• EXERCISE AIM:
Return the entries exactly as they appear.
+---+
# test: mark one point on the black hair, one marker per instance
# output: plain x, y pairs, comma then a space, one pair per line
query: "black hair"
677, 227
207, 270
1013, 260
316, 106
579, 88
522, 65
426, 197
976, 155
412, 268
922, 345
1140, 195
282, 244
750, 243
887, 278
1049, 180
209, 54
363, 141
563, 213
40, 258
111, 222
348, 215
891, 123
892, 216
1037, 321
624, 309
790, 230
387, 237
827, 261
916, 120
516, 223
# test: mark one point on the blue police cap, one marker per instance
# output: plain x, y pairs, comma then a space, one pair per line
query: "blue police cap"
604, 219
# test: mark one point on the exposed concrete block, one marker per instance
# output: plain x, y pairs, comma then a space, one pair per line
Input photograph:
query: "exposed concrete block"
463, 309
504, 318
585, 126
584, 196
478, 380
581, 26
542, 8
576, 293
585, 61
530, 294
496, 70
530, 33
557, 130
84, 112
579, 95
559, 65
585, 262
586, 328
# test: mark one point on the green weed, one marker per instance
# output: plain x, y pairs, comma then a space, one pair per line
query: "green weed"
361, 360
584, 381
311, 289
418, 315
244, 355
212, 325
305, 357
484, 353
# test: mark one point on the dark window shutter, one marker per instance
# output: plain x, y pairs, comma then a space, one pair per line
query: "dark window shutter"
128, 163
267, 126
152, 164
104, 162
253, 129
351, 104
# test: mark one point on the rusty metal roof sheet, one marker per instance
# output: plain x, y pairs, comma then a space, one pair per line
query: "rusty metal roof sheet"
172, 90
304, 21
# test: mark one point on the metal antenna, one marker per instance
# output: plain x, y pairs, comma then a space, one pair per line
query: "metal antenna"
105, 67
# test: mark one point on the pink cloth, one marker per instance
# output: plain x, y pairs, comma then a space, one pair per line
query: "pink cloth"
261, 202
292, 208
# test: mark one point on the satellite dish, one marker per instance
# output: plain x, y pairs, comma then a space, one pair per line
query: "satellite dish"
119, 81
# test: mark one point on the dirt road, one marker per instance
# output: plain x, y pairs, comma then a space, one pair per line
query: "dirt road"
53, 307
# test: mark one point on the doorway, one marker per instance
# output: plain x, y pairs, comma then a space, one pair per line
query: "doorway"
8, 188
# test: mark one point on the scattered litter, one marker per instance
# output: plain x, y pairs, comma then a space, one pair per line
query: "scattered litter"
+---+
• WORKED SOLUTION:
# test: mark one point on the black hair, one marker per instance
# output: plain x, y pairs, comma then a space, one pair per line
query: "black hair"
677, 227
207, 270
1013, 260
316, 106
579, 88
522, 65
426, 197
976, 155
412, 268
922, 345
1140, 195
282, 244
750, 243
887, 278
1049, 180
209, 54
363, 141
563, 213
40, 258
111, 222
348, 215
891, 123
892, 216
1037, 321
624, 309
790, 230
387, 237
827, 261
916, 120
516, 223
# test: mark one point on the blue police cap, one marker per instance
# output: plain x, y pairs, comma then a space, one pair per line
query: "blue police cap"
604, 219
# test: mark one point on the exposed concrete block, one marker per instance
# output: plain x, y pairs, comma then a space, one pair per line
Input photograph:
query: "exposed concrete block"
463, 309
504, 318
585, 126
584, 196
478, 380
581, 26
542, 8
576, 293
585, 61
530, 294
496, 70
530, 33
557, 130
84, 112
579, 95
559, 65
585, 262
586, 328
# test: mark one point on the green weed, one marker per instance
# output: plain x, y pairs, comma then a space, one pair per line
query: "green weed"
361, 360
584, 381
311, 289
418, 315
244, 355
212, 325
305, 357
484, 353
# test: mark one point on the dark window shutter, one marker per instance
# output: plain x, y pairs, comma then a space, one pair per line
query: "dark window shutter"
128, 163
267, 126
152, 164
104, 162
253, 129
351, 104
# test: mark one point on the rusty metal roof sheet, one marker per instance
# output: plain x, y pairs, comma then a space, one pair per line
query: "rusty metal roof sheet"
172, 90
304, 21
# test: mark one point on the metal antenna, one marker per instance
# output: plain x, y pairs, comma then a space, one pair per line
query: "metal antenna"
105, 67
# test: mark one point on the pink cloth, one marker per instance
# output: plain x, y pairs, comma then a space, one pair per line
query: "pink cloth"
261, 202
292, 208
# test: mark one point on the satellite dish, one marker per instance
# output: plain x, y pairs, comma then a space, one pair per line
query: "satellite dish"
119, 81
# test: mark one point on the dirt road, one marker per instance
# output: plain x, y pairs, comma then a space, one pair per line
query: "dirt road"
53, 307
# test: mark one point on the doorway, one marker per instance
# output: plain x, y pairs, comma then a space, one pair per line
query: "doorway"
8, 188
# test: mark one point on the scattered litter, one marker per instance
# output: plain x, y pairs, comma then a space, one pair per line
query: "scattered litter"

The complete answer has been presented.